Reading passage Block Start

Bug or Insect? Fruit or Vegetable? Who Cares?

Is a tomato a fruit or a vegetable? Did you know that argument actually went to the Supreme Court in 1893? (They determined that it was a fruit but would be classified as a vegetable for tariff purposes.)

Is that crawly thing a bug or an insect?  Whadda ya mean it’s an arthropod? What the Hell is an arthropod?

Is the banana really an herb?

Okay my title is a bit misleading. Mostly this is about ‘Who Cares?’ But just to stay on your good side, here are the answers:

The true definition of bug, not the common use, is actually a classification. You know, phylum, genus, species… that kind of thing. So it can be very confusing about what is exactly a bug. A true bug, according to the Free Dictionary is “A wingless or four-winged insect of the order Hemiptera, especially of the suborder Heteroptera, including the bedbug, louse, and chinch bug, having mouthparts adapted for piercing and sucking.”  Debbie Hadley does a great job discussing this in the About.com guide Bug or Insect? and points out that all bugs are insects, but not all insects are bugs. And they are all arthropods. But not all arthropods are…you get the idea.

And tomatoes are fruits. Unless you are a merchant, I guess. Or anyone at the supermarket. Fruits are the part of the plant made from it’s ‘ovaries’, bearing seeds. Vegetables are edible parts of plants that are not fruit. Oxford dictionaries gives a good explanation here at Is a Tomato a Fruit or a Vegetable? I find the easiest way to remember is: If the plant wants you to eat it (to spread seeds, for example) it is a fruit. If the plant doesn’t want you to eat it (roots, leaves, stems) it is a vegetable.

Now to my original point. Who cares?

A banana is a fruit. But the plant it came off of is an herb.

Wise ass. See? Who cares?

Well, if you ever plan on having an audience of some sort, you should. Well, you should at least find out if your audience cares. If your audience doesn’t care, then it doesn’t matter. Go ahead and use the colloquialisms. In fact, you are probably better off using common terms. If you are writing a love story and the Hero is screaming for the Heroine to kill the bug, it might be funny to say a spider is not a bug, but it might be too much. Does it matter to those characters? Would they even know? Would they really talk about that?

If the (impossibly) giant bed bug attacking the world’s clam beds (just go with it) gets called an insect by your main character, who just happens to be the worlds greatest entomologist, that’s okay. No one will notice. And it’s true. But if it is a spider attacking, and the entomologist calls it an insect…. you’ll lose everyone who ever learned that arachnids are not insects. Which would be every Spider-Man fan who ever read a comic. No it’s not a big deal, but it kicks people out of your story when you get it wrong.

If you are writing about the worlds greatest chef, and she calls a tomato a fruit, what are you going to do? She would be right, but everyone would think she got it wrong. Have her lecture an apprentice, teach your audience.

Most times you can shirk off the technical details, but don’t ignore it completely. Mistakes reveal our ignorance, and people have a tendency not to forgive ignorance. You will lose any reader who knows about guns as soon as you talk about a double barreled machine gun. Unless you know enough to credibly convince them that someone actually made one and had a use for it. You’ll lose any medically trained reader when you put a pencil in a seizure victim’s mouth. Unless you are writing a period piece about a time when they still did that.

Anyway, my point is, for the most part, no one cares about the technical details, but if you find an audience that does, and you blow it, you’ll lose the audience that you found. Make sure you know enough to know what you don’t know, and then decide if you need to, or can, avoid it. Unless you are already well-versed in a subject, or are willing to become so, you might want to write around it.

Like many Science Fiction writers do with space travel. They either learn every thing about it so they can answer every nitpick, or they treat it like getting in a car and don’t explain anything. You lose some readers that way, the ones who really want you to get it right, but if you get it wrong, and say something like your spaceship runs on the unicorn poop that floats in space, you will loose all of your readers. Hmm… Maybe not. But you get my point.

Reading passage Block End

§ What you will do
Repeat the part of the essay on bugs and tomatoes from "Is a tomato a fruit or a vegetable? Did" up to and including "is an arthropod?", word for word. The entries aren't needed for this.

Listed entries Block Start

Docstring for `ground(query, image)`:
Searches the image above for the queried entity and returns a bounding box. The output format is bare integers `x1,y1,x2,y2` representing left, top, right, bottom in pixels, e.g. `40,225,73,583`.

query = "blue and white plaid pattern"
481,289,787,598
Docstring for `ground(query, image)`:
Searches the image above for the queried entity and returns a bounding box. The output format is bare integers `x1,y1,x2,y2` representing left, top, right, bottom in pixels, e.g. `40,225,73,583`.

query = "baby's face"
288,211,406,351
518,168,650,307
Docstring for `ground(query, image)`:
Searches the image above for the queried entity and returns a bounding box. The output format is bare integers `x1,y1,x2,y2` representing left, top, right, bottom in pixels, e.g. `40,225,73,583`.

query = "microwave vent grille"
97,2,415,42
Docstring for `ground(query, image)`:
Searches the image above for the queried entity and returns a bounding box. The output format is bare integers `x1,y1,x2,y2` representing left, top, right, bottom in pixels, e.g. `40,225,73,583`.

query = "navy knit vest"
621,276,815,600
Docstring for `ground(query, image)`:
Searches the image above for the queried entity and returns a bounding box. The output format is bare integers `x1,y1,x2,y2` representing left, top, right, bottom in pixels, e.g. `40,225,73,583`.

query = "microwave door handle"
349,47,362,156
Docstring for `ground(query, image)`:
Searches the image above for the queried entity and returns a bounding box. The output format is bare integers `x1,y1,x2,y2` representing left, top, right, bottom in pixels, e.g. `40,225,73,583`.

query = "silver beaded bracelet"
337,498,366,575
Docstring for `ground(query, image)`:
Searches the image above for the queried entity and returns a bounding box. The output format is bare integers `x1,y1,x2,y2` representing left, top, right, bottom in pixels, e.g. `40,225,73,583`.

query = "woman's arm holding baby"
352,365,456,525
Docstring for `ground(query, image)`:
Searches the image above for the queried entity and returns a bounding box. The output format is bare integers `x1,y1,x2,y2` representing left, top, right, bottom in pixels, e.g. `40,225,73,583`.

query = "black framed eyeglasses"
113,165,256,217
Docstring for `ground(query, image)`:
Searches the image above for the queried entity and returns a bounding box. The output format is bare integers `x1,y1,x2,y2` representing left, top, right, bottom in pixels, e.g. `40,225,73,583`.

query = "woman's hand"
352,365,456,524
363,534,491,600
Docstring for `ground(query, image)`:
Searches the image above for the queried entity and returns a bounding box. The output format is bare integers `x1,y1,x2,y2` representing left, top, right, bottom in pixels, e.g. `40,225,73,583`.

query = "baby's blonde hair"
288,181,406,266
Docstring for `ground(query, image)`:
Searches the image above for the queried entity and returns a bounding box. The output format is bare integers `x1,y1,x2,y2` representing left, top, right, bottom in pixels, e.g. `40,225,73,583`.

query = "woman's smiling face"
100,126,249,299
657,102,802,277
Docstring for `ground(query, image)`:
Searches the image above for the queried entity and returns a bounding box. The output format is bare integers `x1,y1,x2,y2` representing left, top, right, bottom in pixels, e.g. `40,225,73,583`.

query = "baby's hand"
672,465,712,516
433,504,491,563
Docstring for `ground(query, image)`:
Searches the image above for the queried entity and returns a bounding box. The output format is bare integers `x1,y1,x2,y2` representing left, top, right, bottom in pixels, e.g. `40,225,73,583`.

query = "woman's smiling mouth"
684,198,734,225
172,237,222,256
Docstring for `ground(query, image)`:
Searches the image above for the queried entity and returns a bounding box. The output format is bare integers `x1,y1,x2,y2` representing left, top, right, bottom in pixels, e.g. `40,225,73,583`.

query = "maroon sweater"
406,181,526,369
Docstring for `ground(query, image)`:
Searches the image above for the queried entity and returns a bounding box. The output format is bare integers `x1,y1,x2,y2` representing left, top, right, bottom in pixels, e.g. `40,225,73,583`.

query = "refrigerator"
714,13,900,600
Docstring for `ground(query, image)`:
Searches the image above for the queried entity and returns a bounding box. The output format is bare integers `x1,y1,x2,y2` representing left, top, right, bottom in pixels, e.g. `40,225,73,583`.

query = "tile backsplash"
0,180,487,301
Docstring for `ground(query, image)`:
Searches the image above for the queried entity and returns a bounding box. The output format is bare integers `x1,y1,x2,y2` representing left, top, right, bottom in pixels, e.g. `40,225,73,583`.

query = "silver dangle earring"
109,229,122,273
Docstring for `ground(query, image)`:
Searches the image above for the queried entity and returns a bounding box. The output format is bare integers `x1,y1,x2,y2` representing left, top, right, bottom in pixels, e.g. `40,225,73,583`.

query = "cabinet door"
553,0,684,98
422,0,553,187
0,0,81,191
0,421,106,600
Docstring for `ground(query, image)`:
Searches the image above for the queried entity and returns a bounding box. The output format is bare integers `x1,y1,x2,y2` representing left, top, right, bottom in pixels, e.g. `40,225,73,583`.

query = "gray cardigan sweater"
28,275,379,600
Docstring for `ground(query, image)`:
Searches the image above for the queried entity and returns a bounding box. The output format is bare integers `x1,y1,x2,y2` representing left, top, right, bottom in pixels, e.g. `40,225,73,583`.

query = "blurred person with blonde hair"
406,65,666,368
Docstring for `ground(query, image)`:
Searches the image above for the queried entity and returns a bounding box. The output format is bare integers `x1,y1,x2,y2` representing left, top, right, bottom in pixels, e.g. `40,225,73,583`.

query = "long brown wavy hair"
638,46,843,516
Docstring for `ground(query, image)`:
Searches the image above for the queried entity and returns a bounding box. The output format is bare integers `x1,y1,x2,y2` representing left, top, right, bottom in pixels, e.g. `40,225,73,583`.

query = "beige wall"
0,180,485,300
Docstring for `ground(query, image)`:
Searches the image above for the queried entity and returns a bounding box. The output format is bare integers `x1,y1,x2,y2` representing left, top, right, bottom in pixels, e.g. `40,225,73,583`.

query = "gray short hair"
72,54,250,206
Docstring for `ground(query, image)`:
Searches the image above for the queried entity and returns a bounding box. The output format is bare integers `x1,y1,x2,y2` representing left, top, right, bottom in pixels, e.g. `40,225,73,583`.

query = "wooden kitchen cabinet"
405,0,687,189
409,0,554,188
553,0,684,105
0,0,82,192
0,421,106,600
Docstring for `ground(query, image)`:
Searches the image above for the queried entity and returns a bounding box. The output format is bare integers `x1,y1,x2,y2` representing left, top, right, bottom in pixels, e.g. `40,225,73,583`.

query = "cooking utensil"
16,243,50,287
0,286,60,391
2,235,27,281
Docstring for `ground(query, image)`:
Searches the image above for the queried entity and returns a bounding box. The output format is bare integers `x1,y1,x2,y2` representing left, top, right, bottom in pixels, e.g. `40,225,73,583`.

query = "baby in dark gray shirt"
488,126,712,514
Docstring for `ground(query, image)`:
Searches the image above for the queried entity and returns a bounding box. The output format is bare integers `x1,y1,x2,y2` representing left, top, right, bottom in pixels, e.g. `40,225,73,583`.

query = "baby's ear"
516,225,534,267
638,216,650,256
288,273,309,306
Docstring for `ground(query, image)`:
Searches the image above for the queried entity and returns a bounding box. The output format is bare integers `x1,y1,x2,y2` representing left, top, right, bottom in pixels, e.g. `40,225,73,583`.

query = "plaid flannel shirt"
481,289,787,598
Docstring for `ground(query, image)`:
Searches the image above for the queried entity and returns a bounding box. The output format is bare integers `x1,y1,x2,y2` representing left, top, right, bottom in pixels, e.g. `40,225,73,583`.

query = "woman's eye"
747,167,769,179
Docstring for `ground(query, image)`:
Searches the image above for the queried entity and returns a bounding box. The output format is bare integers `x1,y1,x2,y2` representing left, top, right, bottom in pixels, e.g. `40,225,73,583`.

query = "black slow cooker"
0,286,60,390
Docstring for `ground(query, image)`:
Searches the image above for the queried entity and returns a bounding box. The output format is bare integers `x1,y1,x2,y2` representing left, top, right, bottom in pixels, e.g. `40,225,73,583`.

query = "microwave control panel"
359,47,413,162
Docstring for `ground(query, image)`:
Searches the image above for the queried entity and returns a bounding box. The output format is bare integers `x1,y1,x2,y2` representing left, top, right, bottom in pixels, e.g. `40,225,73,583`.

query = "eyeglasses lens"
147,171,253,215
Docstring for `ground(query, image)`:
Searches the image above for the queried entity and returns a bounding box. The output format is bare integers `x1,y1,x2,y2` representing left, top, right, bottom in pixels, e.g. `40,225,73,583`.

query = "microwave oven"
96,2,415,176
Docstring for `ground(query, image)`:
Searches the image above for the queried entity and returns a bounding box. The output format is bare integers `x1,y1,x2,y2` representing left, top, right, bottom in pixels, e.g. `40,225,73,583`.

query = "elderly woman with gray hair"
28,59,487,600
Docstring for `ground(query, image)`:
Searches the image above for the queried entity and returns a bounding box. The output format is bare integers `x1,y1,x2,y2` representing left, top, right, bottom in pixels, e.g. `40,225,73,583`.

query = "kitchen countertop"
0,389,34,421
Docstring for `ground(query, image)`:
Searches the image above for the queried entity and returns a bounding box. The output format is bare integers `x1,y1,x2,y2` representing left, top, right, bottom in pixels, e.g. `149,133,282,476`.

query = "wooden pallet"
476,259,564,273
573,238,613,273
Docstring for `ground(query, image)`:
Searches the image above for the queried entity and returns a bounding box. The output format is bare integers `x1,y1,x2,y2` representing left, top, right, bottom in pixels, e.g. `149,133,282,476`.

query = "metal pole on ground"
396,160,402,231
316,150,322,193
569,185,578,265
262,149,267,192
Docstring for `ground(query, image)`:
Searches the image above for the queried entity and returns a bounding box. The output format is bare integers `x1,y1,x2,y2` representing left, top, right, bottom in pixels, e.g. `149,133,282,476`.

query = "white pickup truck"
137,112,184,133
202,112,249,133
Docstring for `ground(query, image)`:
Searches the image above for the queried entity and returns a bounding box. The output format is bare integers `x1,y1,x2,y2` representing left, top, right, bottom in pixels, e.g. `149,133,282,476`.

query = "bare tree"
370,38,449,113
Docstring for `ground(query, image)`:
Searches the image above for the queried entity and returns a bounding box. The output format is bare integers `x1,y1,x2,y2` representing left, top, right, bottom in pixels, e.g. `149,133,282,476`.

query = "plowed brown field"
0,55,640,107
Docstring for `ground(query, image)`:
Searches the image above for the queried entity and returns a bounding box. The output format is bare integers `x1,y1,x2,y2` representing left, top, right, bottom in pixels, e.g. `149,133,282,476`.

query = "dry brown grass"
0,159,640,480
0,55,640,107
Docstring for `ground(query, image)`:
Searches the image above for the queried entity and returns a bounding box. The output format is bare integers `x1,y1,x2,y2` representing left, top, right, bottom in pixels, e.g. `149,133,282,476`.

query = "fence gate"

Listed entries Block End

§ Response to the exercise
Is a tomato a fruit or a vegetable? Did you know that argument actually went to the Supreme Court in 1893? (They determined that it was a fruit but would be classified as a vegetable for tariff purposes.)

Is that crawly thing a bug or an insect?  Whadda ya mean it’s an arthropod? What the Hell is an arthropod?